## WHAT THE TASK REQUIRES
Make an exact copy of every entry, leaving the pictures out.

## RAW DATA

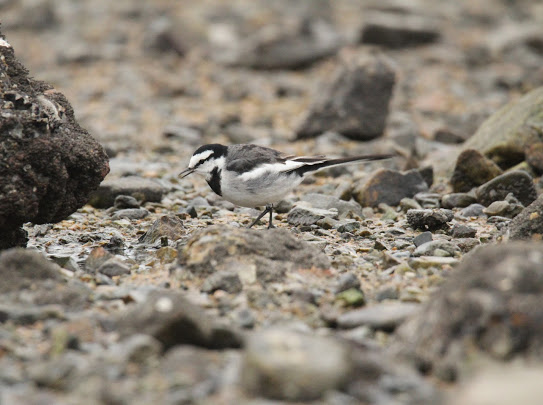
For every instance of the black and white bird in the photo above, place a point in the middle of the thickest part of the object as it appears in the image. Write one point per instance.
(256, 176)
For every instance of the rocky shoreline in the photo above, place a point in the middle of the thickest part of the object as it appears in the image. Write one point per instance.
(416, 280)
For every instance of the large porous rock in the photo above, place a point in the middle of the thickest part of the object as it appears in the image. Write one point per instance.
(173, 320)
(505, 136)
(48, 163)
(529, 223)
(29, 280)
(356, 102)
(493, 304)
(254, 254)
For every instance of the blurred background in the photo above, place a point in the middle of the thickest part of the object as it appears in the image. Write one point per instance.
(140, 73)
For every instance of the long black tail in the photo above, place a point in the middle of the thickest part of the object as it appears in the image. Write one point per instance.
(316, 164)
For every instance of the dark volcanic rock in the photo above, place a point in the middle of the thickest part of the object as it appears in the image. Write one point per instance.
(173, 320)
(472, 169)
(529, 223)
(463, 231)
(49, 164)
(356, 102)
(517, 182)
(222, 280)
(304, 214)
(389, 187)
(269, 253)
(493, 302)
(395, 30)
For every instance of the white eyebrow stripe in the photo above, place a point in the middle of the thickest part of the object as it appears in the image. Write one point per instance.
(271, 167)
(199, 157)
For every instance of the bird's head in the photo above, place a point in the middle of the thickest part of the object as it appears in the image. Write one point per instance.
(205, 160)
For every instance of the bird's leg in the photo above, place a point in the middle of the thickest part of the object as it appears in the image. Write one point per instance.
(270, 225)
(269, 208)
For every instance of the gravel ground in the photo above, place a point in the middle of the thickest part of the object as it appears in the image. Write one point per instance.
(159, 294)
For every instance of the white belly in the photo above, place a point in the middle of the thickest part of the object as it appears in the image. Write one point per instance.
(269, 188)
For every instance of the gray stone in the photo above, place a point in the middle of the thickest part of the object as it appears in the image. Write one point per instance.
(428, 219)
(348, 226)
(303, 214)
(97, 257)
(143, 189)
(172, 320)
(505, 135)
(428, 200)
(327, 202)
(27, 314)
(356, 102)
(457, 200)
(222, 280)
(430, 248)
(262, 255)
(463, 231)
(423, 238)
(517, 182)
(393, 30)
(389, 187)
(492, 302)
(529, 223)
(113, 267)
(473, 210)
(20, 268)
(167, 226)
(287, 365)
(407, 204)
(471, 170)
(534, 157)
(501, 385)
(385, 316)
(130, 213)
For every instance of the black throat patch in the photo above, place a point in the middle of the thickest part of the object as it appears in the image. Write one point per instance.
(215, 181)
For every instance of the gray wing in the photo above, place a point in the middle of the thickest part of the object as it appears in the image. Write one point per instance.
(244, 158)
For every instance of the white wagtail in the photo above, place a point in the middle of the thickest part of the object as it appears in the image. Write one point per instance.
(255, 176)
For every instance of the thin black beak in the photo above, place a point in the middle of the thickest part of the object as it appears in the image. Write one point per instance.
(186, 172)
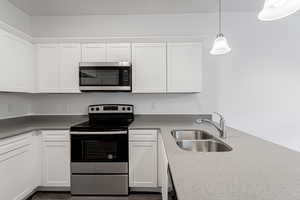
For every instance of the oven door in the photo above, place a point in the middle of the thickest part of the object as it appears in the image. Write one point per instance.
(99, 147)
(105, 78)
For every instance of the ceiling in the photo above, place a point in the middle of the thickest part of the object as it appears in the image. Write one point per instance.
(98, 7)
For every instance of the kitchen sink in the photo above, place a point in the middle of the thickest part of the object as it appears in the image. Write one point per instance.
(198, 141)
(191, 135)
(203, 146)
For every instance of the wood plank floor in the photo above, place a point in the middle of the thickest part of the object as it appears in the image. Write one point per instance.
(67, 196)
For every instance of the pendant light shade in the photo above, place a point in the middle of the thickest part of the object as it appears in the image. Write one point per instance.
(277, 9)
(220, 46)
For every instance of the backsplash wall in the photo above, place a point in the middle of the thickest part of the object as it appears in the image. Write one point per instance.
(14, 104)
(144, 103)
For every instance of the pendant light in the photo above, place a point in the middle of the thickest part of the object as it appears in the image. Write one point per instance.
(277, 9)
(220, 45)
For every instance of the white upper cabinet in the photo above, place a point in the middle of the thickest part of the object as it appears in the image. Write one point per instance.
(69, 68)
(48, 62)
(149, 68)
(118, 52)
(94, 52)
(184, 67)
(57, 68)
(100, 52)
(16, 63)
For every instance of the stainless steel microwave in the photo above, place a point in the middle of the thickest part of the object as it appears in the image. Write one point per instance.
(105, 76)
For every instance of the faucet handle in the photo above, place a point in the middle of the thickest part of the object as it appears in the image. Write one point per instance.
(220, 115)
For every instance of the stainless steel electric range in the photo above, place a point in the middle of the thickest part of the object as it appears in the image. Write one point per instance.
(99, 151)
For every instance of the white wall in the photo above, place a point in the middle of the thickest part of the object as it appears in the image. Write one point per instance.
(255, 86)
(14, 105)
(13, 16)
(144, 103)
(259, 81)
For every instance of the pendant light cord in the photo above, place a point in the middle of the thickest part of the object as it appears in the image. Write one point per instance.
(220, 16)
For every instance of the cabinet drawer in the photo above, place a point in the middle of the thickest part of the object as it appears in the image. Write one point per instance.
(56, 135)
(142, 135)
(14, 143)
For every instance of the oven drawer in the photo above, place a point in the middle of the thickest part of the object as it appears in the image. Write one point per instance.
(143, 135)
(93, 167)
(99, 184)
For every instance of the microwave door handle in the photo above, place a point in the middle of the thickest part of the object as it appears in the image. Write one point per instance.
(98, 133)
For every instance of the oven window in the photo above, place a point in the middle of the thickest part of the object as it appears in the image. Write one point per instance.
(99, 148)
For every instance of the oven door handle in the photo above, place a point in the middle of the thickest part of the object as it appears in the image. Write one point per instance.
(98, 133)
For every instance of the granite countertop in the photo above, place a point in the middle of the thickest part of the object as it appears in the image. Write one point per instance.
(254, 170)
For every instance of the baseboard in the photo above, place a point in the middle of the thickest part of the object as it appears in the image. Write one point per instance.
(145, 189)
(53, 189)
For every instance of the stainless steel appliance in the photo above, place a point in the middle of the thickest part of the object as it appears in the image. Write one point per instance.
(99, 151)
(105, 76)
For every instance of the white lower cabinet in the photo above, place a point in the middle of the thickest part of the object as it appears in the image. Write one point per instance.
(143, 159)
(163, 168)
(56, 159)
(17, 166)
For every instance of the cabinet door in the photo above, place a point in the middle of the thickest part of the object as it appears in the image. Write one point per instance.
(48, 60)
(163, 180)
(15, 64)
(56, 163)
(36, 159)
(118, 52)
(15, 167)
(184, 67)
(143, 164)
(149, 68)
(69, 68)
(93, 52)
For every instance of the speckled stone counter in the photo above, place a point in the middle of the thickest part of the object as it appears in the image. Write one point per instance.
(254, 170)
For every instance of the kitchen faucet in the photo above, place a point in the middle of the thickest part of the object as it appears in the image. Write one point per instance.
(220, 128)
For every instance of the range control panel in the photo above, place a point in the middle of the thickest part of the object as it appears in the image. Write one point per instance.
(111, 108)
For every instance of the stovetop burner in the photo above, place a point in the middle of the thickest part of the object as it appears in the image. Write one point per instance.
(101, 126)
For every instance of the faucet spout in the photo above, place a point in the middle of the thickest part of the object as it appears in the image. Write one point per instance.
(220, 127)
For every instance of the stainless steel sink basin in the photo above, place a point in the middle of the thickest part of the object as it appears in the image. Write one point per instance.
(191, 135)
(203, 146)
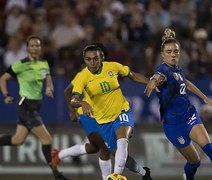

## OUTPUT OF THE TASK
For every instance of the black and white bird in the photo above, place a point in the middle of the thickest part of the object as it appears in the image. Write one point per instance.
(256, 176)
For every instance of the rocky shoreline in the photo above, place a point in the middle of the thickest part of the object as it appears in the image. Write one point per instance.
(416, 280)
For every instance of the large porous rock in the photo above, place a point in the middle of the thickest part of the object as it appears in the image. Write one point per instance.
(173, 320)
(505, 136)
(48, 163)
(529, 223)
(29, 280)
(356, 102)
(493, 304)
(254, 254)
For every instance of the blurred background in the photo above, place a point in the middle of the thickest part of the object as it appears in the image. Write one point per instance.
(140, 73)
For every instance of the long black tail in the photo above, place a point in the middle of the thickest part of the object as it appears in the image. Write one point per instance.
(316, 164)
For every instance of the dark volcanic rock in the photo above, place a point in the middle of the thickest part of the object as it appears in the image. Write one point per instance.
(173, 320)
(472, 169)
(529, 223)
(463, 231)
(49, 164)
(356, 102)
(517, 182)
(222, 280)
(304, 214)
(389, 187)
(269, 253)
(493, 302)
(395, 30)
For every instance of the white eyebrow stripe in the photo above, place a point in the middle of the thickest part of the object as it appears in the image. Write one point per instance.
(271, 167)
(199, 157)
For every instance of the bird's head in the photo above, place a point in the middle of the thickest part of the object as it appears in the image. Write one point per instance.
(205, 160)
For every instance of the bird's leg in the photo above, place a point in the middle of the thickest part of the object as it appears in the image. Write one point per instance.
(270, 225)
(269, 208)
For every instance of the gravel ground in the photo above, place a point in the middle of the thickest part of the object as it appears in the image. Write one point per instance.
(159, 294)
For every instance of the white belly in the photo above, place a point in the middle of the thickest part of the object as it appears in the image. Write one point per instance.
(269, 188)
For every instance of the gray stone in the photo above, place a point in the middle of the thickest part of the object as it appears in the image. Write one point per instance.
(428, 219)
(348, 226)
(303, 214)
(97, 257)
(143, 189)
(172, 320)
(505, 135)
(428, 200)
(327, 202)
(27, 314)
(356, 102)
(457, 200)
(222, 280)
(430, 248)
(262, 255)
(463, 231)
(423, 238)
(517, 182)
(393, 30)
(389, 187)
(492, 302)
(529, 223)
(113, 267)
(473, 210)
(20, 268)
(167, 226)
(287, 365)
(407, 204)
(471, 170)
(534, 157)
(501, 385)
(385, 316)
(130, 213)
For every instance of the black throat patch in the photo above, place a point in the middle of the thickest part of the object as it appears in the image. Write one point per instance.
(215, 181)
For every instance of the gray wing in the photo above, place a point in the middle of the thickest part of the object as it appears in the image. Write one point per instance.
(244, 158)
For every instance of the white wagtail in the photo above, place a point in the middle of the thickest part of the object as it appears in the image. Write one point per instance.
(255, 176)
For every instance of the thin black beak in the photo above, place a point in the middle of the thickest part of the object as it appears in the image. Write one point per instance.
(186, 172)
For every instance of the oven door in the photo above, place a point in the middle of the thickest part of the object as it appears in the image. Write one point per instance.
(99, 147)
(105, 78)
For every instance of the ceiling in the photo above, place a point in the middle of the thickest part of the object as it appears in the image. Write one point per instance.
(98, 7)
For every instance of the kitchen sink in the photo above, place a point in the middle of the thickest part of the object as it appears in the image. Write one point per instance.
(198, 141)
(191, 135)
(203, 146)
For every instance of the wood plank floor in the photo above, place a point in the middle of the thickest part of the object as it appears in the image. Write one point per instance.
(67, 196)
For every instance of the pendant light shade in the photo above, place a point in the middle of the thickest part of the object as it appears in the image. Write one point per instance.
(277, 9)
(220, 46)
For every instance of the backsplash wall in the photo above, place a point in the middle of the thickest part of the object as it appears in the image. Write one point per instance.
(14, 104)
(144, 103)
For every instance of the pendant light in the photo above, place a point in the middle of the thickest part of the object as it appears in the image. Write one point per instance.
(277, 9)
(220, 45)
For every instance of the white upper cabinet in the photo above, place a point in the middle of the thickest part of the object as it appears in the image. Write one point per instance.
(69, 68)
(48, 62)
(149, 68)
(118, 52)
(94, 52)
(184, 67)
(57, 68)
(100, 52)
(16, 63)
For every instance of the stainless steel microwave in the photo above, place a point in the middle of the thickest part of the object as it appears in the image. Write one point per instance.
(105, 76)
For every instance of the faucet handle in the photo above, place a point in the middle of the thickest part of the object as it appears in the image. Write one point per instance.
(220, 115)
For every instance of the stainless steel electric range in the photo above, place a point in the middle of the thickest part of the object as it appears in the image. Write one point per instance.
(99, 151)
For every instance of the white wall in the photo above, place a point in the middle of the thickest part of the object as it appears in the image. Write one point per instance.
(255, 86)
(14, 105)
(13, 16)
(144, 103)
(259, 81)
For every instance of the pendant light cord in the photo above, place a point in the middle of the thickest part of the object as it appears in the image. Write one point per instance.
(220, 16)
For every instance of the cabinet drawer in the photo above, place a point in the middle of the thickest part of the object as it appears in the image. Write one point per instance.
(56, 135)
(142, 135)
(14, 143)
For every instance of the oven drawer in the photo above, place a point in the middle of the thickest part of the object as it appears in the image. Write one point per instance.
(143, 135)
(93, 167)
(99, 184)
For every instance of the microwave door handle in the photo above, place a point in the middle of the thickest part of the object as it appears in the image. Write one point per instance.
(98, 133)
For every instance of the oven window in the photo above, place a point in the middle of the thickest part of the object as it appears in the image. Write one point per instance.
(99, 148)
For every instance of the oven door handle in the photo above, place a point in the middle of the thickest part of the object as it appears in the image. Write one point per instance.
(98, 133)
For every instance of the granite countertop in the photo above, place a point in the middle of the thickest part of the object as it appears in the image. Write one point per instance.
(254, 170)
For every instance of the baseboard in the photo above, place a point in the middle of the thickest part of the object as it appears in the image. Write one point per instance.
(145, 189)
(53, 189)
For every instance of the stainless steel appliance in the photo above, place a point in the middle of the thickest part of the object as it appears in the image. Write one point per instance.
(99, 151)
(105, 76)
For every instance of the white lower cabinet in the photo above, place a point in the middle of the thickest part of the object as it appears in the image. Write one point per instance.
(143, 159)
(163, 168)
(56, 159)
(17, 166)
For every instance of the cabinet door in the photo above, place a point in the middle of the thickest part of the object as it appears in the image. Write one point per instance.
(48, 60)
(163, 180)
(15, 64)
(56, 163)
(36, 159)
(118, 52)
(15, 167)
(184, 67)
(143, 164)
(149, 68)
(69, 68)
(93, 52)
For every instance of the speckled stone counter in the photo above, place a point in the middle of the thickest part of the object as it appears in the image. Write one point per instance.
(254, 170)
For every instance of the kitchen faucet in the photo above, place a point in the middle of the thickest part of the object as it appears in the image. Write one point per instance.
(220, 128)
For every instance of the range control panel in the photo above, place a point in the middle of the thickest part of the object as it appears in the image. Write one point per instance.
(111, 108)
For every instance of the stovetop burner in the photo above, place a point in the middle of the thickest part of the object as it appears in the image. Write one point per instance.
(101, 126)
For every instance of the faucet spout in the photo above, place a point in the middle of the thickest part of the object as it appears in the image. Write one point per instance.
(220, 127)
For every instance of the stainless steel sink basin in the photo above, place a point in the middle of the thickest part of the object as it appears in the image. Write one point per instance.
(191, 135)
(203, 146)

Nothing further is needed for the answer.